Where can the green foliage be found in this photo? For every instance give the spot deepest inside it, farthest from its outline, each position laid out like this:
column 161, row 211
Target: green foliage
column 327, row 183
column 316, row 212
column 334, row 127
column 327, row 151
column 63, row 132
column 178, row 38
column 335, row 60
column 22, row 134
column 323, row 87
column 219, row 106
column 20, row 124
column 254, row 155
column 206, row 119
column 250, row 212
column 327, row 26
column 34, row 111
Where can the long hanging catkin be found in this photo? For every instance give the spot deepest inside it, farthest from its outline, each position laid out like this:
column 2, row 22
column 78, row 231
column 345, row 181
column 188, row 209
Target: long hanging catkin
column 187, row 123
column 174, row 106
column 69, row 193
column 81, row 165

******************************

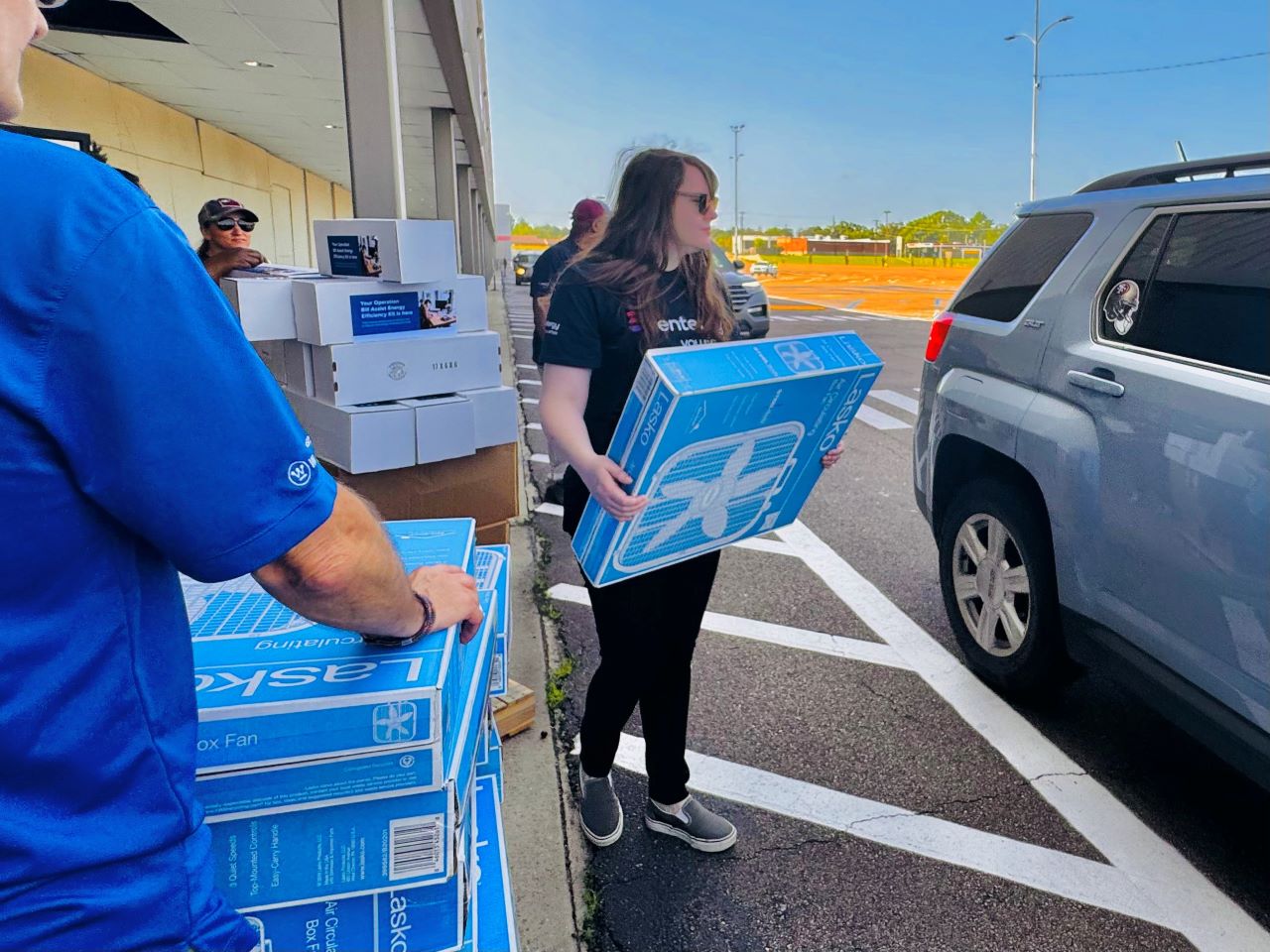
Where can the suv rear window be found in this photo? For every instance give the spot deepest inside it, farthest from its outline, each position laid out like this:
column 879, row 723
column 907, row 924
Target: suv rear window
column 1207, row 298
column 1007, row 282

******************************

DIRECTIONS FOR THIS TASK: Find each line in the material above that contains the string "foliage", matching case exactly, and copy those lines out in full.

SOLUTION FOR THIS TASK:
Where can the green foliage be found in this photo? For every instance give the spot deepest inside it, farthest from its outline, each position laid out like this:
Target: green foliage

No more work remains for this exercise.